_Goal:_
Repeat the lines of the data below exactly, beginning with the line that contains "of the man." and continuing through the end of the data, both ends included.

_Given entries:_
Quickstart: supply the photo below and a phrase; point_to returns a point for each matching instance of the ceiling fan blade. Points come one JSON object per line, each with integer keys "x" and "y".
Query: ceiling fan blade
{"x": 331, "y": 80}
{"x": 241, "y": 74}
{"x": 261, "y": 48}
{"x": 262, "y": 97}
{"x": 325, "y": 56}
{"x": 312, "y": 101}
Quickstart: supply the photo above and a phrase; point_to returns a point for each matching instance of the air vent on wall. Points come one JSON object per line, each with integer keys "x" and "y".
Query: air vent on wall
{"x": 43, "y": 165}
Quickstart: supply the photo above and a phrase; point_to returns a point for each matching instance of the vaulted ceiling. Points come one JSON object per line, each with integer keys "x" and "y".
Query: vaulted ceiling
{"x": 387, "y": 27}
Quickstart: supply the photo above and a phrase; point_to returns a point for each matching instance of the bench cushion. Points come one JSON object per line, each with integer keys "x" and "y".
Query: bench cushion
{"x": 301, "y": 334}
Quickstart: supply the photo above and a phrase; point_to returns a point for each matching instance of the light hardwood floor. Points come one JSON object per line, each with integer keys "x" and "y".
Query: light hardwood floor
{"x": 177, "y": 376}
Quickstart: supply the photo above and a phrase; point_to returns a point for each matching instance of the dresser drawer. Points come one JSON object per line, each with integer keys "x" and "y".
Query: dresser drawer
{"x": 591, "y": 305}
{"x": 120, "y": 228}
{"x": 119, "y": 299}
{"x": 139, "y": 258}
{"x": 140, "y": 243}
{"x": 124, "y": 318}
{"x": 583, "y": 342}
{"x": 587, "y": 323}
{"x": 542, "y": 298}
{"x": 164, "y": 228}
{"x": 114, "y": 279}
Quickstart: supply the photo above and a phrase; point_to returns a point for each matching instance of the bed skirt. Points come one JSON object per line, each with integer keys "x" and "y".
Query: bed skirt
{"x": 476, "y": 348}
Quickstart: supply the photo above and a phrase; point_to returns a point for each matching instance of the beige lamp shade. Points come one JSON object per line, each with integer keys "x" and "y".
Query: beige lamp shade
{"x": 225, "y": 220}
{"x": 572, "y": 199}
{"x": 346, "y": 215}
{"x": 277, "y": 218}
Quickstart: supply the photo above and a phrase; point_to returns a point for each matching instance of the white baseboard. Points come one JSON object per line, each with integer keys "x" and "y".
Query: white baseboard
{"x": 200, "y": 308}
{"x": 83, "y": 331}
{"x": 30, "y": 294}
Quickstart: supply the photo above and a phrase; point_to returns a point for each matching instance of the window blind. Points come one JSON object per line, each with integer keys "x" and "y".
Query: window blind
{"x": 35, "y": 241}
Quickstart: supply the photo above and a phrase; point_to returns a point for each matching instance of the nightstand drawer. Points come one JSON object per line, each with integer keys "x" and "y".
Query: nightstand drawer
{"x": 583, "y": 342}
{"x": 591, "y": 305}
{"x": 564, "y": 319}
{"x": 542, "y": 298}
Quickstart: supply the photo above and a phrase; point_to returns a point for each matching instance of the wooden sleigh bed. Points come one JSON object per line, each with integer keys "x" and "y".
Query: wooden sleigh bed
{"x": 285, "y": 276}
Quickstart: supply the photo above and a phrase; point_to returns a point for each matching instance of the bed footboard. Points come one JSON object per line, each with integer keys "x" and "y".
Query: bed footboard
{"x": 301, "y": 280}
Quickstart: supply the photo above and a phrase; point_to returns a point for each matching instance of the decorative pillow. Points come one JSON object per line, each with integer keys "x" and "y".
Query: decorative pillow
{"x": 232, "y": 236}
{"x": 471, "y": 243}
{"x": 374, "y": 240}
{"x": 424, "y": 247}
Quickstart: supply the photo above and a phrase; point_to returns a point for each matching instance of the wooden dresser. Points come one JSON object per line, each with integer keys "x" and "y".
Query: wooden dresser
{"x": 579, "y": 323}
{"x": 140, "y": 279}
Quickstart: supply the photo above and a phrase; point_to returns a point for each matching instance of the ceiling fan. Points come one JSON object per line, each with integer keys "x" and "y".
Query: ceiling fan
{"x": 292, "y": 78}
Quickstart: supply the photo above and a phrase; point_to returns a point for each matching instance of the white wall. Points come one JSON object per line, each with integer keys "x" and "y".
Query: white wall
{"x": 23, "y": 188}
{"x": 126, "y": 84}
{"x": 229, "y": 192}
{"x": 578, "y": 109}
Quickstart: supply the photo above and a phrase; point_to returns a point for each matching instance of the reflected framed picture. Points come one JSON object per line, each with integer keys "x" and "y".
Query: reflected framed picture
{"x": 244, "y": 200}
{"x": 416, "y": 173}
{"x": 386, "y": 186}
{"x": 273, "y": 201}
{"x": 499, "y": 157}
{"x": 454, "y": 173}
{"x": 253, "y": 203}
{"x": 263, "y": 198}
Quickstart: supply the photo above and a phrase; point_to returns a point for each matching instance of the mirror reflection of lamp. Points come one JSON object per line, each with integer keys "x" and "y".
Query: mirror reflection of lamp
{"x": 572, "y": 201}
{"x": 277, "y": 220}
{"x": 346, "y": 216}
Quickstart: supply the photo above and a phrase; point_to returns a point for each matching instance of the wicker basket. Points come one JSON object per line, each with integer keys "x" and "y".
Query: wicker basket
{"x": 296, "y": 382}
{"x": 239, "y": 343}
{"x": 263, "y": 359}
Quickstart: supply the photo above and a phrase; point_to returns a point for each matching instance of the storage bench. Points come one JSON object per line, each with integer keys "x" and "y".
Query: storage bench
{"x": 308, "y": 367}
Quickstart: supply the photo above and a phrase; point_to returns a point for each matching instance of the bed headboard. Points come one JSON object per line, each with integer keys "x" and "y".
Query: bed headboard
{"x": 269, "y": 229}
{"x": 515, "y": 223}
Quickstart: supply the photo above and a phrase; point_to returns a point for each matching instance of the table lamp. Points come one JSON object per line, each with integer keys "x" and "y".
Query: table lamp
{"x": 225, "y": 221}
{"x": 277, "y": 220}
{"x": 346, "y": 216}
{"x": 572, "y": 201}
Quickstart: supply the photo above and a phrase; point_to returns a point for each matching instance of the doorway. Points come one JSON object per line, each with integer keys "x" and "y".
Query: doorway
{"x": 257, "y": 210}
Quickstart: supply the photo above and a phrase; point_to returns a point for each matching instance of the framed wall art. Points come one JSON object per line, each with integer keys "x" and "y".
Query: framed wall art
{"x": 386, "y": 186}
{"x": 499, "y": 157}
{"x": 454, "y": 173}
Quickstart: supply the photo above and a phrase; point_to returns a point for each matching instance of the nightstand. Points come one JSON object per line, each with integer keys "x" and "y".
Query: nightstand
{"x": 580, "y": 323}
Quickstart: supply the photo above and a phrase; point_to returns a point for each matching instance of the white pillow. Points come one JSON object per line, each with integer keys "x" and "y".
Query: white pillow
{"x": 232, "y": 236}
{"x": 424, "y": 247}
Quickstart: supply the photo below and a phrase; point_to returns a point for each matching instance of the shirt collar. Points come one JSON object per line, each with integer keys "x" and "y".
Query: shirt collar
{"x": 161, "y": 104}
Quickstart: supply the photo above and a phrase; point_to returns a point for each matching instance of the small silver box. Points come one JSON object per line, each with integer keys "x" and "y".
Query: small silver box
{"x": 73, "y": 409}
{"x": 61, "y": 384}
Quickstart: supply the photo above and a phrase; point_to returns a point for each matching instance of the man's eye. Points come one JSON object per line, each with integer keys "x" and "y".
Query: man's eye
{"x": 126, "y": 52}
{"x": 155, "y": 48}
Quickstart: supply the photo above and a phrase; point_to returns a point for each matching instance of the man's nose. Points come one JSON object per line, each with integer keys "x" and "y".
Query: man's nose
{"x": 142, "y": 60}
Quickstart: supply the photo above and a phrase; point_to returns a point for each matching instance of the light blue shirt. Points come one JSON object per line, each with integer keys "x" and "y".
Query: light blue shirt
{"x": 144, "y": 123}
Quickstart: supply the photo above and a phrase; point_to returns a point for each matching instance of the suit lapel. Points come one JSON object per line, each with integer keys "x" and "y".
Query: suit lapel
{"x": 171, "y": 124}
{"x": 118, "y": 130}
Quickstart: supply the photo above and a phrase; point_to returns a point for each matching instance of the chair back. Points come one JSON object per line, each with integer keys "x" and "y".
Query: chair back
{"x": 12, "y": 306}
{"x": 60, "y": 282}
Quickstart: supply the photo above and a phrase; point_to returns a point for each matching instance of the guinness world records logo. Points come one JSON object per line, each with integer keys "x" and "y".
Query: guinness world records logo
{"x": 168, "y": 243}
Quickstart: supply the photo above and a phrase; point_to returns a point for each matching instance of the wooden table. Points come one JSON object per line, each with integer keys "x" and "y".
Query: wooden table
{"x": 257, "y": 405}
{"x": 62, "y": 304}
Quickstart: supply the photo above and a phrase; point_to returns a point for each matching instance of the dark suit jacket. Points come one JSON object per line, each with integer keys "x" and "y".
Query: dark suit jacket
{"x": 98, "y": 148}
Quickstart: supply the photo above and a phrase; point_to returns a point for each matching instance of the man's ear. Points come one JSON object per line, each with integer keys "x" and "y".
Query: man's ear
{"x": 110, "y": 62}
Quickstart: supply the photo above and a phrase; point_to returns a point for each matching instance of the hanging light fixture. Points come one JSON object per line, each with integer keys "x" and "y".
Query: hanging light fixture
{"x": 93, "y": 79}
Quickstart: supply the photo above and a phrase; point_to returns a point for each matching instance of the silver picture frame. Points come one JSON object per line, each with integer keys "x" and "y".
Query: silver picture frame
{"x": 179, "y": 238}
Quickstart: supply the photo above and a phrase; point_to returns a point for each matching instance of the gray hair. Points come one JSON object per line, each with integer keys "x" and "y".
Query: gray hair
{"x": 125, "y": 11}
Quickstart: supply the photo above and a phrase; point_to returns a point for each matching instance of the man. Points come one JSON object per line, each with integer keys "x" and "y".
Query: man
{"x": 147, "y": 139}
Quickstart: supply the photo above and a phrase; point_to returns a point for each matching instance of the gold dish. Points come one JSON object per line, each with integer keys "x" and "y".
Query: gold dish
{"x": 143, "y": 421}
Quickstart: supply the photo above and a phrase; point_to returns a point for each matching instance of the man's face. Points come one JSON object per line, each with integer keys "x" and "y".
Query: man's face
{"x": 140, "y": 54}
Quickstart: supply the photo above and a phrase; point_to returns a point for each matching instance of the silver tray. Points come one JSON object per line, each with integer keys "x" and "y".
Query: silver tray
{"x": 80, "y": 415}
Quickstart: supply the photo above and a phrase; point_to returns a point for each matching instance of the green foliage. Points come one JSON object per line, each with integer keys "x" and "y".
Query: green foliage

_The result:_
Quickstart: supply the photo above and a phrase; point_to returns a point for each matching instance of the man. Points come one JSON object per line, each with integer keys "x" and "y".
Query: man
{"x": 147, "y": 139}
Quickstart: supply the photo above and a phrase; point_to returns a point for each matching instance of the gold dish. Points come one JSON object per line, each with integer keys "x" and "y".
Query: gold dish
{"x": 143, "y": 421}
Quickstart: supply the photo above and a phrase; point_to returns a point for each matching instance of the man's face. Points come one JSON object per line, each with integer keys "x" and "y".
Query: man's face
{"x": 140, "y": 54}
Quickstart: supply the photo above and a phrase; point_to returns a point for each matching instance of the silver tray. Points come one JSON object per line, each with integer keys "x" and "y".
Query: silver tray
{"x": 80, "y": 415}
Quickstart: supply the photo above and a phrase; point_to returns a point for each matching instance of the green foliage. Points come one JSON object per line, each with integer keys "x" and "y".
Query: green foliage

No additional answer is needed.